I went searching for something today and instinctually clicked on a reddit link. Fortunately the sub was dark for the protest anyway, but it’s crazy how ingrained in me it is to go to reddit for everything.
Unfortunately now we’re going to have to get used to clicking on those clickbait tech articles like “TOP 10 FACEBOOK ALTERNATIVES 2023” to find information, and weed out the crappy blogs.
The fact is that there is some useful info that only is on Reddit. No shame in looking that stuff up since that’s where it is.
The main thing is to stop using Reddit as your go-to time waster/doom scrolling app
If people stop providing useful information on reddit, it’s usefulness will disappear over time.
There are also lots of people using Shreddit to remove their entire log of comments.
I’m debating whether or not to do that with my account… I have several comments with solutions to specific tech issues, documentation on specific things. At the same time, I feel less and less comfortable with Reddit benefiting from information users provided for free.
I’ve been on the fence about wiping my account as well. It’s just hard for me - my history, wholesome interaction with users, friends made, how many people I’ve helped, I’ve written a few guides. Man it just sucks. (the largest guide I’ve written, for Vindictus, is partially outdated, but also I put in sooooooo much effort into it and I’m really proud of it. maybe I’ll download and save as a .doc or something)
I think I just need to hear someone’s stance on it, hear their points, and be persuaded
I also need to figure out -when- to do that if I end up doing it. I assume before the 30th, but I’m not sure if some have started doing it already, and why
Request your data. Upload the contents wherever you please. https://www.reddit.com/settings/data-request
It’s not worth continuing to bring attention to Reddit as a platform when we can export the meaningful stuff and host it elsewhere that actually values the community itself rather than the monetary income that the users could provide.
If you don’t have too many maybe consider posting them on Lemmy as new posts before deleting them? Keeps the information discoverable and helps populate Lemmy with good content, while giving Reddit the middle finger - TRIPLE WIN!
Grab those comments and repost them in a place where you are more comfortable. You can keep that knowledge out there without needing to keep your account if you don’t want to. Some of those apps actually give you your comment history in a file when they’re done.
Honestly? ChatGPT (4) is basically a stackoverflow 2.0. It’s my goto when I want help with specific problems. There are alternative options, is what I mean.
I deleted all my comments on Reddit. I do not want them to benefit from my knowledge even if it might inconvenience someone else
The big problem with chatGTP is that you never can be sure that it’s right, you need to check it. On reddit and sites like it, you can see the amount of upvotes, which shows you if they are right or not.
I have seen a lot of highly upvoted comments on reddit which were very, very wrong.
I still use reddit for help on things. But for topics that I’m less knowledgeable about (so I can’t gauge the accuracy myself), I try to just take everything with a grain of salt.
True, but the chance of it being wrong is substantially smaller than the chance of chatGTP dreaming up something.
It helps that if something is wrong on Reddit, another redditor usually points it out since there are many eyes on any particular thread.

_Check your understanding_.
1) Answer these questions about the discussion about leaving Reddit:
(a) What tool are many people using to remove their entire log of comments?
(b) For which game did one commenter write their largest guide?
(c) Which tool does one commenter call "basically a stackoverflow 2.0"?
2) Decide whether each statement agrees with the discussion about leaving Reddit, and quote the words that settle it.
(a) One commenter says they deleted all their comments on Reddit.
(b) One commenter says highly upvoted Reddit comments are never wrong.
(c) Someone suggests posting comments on Lemmy before deleting them.
3) Print the part of the discussion about leaving Reddit from "I think I just" up to and including "- TRIPLE WIN!".

_Information supplied_.
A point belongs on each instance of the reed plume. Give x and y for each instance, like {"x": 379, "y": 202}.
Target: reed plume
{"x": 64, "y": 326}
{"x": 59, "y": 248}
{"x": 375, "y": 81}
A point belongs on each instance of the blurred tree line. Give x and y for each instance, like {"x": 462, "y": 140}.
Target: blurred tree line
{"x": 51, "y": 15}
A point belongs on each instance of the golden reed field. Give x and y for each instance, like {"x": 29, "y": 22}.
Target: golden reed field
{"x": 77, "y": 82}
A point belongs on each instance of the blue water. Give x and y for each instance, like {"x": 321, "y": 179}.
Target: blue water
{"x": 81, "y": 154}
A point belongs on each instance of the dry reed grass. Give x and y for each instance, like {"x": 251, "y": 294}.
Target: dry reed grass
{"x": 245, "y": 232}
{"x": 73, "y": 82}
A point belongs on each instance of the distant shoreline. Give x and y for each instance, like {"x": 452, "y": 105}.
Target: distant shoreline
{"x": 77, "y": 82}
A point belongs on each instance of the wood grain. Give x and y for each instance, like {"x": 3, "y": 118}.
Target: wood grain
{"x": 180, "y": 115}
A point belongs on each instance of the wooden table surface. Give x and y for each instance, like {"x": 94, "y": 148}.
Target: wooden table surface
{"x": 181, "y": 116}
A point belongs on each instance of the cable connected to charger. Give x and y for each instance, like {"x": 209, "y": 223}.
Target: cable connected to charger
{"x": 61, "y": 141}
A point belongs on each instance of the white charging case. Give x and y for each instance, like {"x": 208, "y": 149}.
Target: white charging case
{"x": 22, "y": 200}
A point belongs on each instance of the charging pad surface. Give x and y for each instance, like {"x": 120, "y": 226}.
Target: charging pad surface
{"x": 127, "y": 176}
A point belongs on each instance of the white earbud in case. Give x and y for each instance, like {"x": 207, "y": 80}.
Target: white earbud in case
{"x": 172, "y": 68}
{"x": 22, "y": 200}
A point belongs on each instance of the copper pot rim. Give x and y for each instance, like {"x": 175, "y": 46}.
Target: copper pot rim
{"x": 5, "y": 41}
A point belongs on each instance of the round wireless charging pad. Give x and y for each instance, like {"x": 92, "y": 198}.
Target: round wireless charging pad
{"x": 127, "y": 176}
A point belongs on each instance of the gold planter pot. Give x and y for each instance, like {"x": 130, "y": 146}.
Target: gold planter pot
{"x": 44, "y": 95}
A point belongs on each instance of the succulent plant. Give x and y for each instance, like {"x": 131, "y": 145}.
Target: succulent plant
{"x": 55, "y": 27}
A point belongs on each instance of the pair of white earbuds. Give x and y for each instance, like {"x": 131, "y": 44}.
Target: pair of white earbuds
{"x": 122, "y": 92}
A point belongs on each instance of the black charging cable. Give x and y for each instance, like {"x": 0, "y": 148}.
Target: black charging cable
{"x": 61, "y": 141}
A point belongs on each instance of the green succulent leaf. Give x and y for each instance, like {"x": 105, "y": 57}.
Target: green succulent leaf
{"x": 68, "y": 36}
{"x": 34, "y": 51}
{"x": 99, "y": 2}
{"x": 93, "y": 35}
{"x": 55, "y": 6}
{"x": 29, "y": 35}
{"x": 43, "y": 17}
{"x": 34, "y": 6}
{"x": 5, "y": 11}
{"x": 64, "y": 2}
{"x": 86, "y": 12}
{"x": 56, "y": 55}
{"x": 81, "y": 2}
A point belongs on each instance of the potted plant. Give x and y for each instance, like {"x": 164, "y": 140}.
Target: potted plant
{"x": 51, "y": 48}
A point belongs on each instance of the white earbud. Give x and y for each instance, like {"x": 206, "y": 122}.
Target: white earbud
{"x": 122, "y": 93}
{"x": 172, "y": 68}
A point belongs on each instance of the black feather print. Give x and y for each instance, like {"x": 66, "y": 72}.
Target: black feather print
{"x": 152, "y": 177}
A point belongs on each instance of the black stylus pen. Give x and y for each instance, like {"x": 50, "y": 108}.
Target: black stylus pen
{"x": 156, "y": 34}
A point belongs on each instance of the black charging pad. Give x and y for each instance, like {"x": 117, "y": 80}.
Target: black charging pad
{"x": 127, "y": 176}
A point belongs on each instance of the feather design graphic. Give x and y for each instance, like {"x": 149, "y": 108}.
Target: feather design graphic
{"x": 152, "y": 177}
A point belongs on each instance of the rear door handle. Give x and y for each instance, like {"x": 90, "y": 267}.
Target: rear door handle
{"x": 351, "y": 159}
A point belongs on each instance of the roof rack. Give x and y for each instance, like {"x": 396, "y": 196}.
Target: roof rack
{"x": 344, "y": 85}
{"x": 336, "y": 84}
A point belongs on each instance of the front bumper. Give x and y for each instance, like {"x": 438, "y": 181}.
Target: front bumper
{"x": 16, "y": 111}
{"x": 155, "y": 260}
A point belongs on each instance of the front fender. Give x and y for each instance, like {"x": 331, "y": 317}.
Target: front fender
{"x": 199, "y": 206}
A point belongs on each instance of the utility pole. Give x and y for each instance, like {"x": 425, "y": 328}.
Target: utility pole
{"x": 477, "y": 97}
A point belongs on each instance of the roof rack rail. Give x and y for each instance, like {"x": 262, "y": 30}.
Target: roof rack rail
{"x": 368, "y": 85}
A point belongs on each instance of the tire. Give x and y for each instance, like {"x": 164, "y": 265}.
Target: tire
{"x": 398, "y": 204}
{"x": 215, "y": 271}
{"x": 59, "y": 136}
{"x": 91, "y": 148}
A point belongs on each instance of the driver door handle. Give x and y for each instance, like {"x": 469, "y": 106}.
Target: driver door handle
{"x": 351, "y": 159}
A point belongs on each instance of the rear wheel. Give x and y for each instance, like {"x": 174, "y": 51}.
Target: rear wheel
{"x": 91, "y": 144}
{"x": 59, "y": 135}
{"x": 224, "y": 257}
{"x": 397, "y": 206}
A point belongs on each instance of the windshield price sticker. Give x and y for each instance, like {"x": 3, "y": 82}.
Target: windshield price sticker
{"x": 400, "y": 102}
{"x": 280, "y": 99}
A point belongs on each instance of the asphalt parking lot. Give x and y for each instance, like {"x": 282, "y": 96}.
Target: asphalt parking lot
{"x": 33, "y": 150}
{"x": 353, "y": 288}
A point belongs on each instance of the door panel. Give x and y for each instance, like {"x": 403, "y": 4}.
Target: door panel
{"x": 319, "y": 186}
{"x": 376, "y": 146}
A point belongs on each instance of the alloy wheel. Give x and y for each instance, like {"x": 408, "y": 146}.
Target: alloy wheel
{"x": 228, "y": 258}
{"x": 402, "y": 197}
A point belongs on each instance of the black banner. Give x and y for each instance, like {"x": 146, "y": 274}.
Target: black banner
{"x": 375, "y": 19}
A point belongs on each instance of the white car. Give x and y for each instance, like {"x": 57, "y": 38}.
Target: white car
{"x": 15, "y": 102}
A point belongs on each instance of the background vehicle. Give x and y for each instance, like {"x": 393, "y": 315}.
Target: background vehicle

_Answers for this exercise_.
1)
(a) Shreddit
(b) Vindictus
(c) ChatGPT (4)

2)
(a) Yes: "I deleted all my comments on Reddit."
(b) No: "I have seen a lot of highly upvoted comments on reddit which were very, very wrong."
(c) Yes: "maybe consider posting them on Lemmy as new posts before deleting them?"

3)
I think I just need to hear someone’s stance on it, hear their points, and be persuaded
I also need to figure out -when- to do that if I end up doing it. I assume before the 30th, but I’m not sure if some have started doing it already, and why
Request your data. Upload the contents wherever you please. https://www.reddit.com/settings/data-request
It’s not worth continuing to bring attention to Reddit as a platform when we can export the meaningful stuff and host it elsewhere that actually values the community itself rather than the monetary income that the users could provide.
If you don’t have too many maybe consider posting them on Lemmy as new posts before deleting them? Keeps the information discoverable and helps populate Lemmy with good content, while giving Reddit the middle finger - TRIPLE WIN!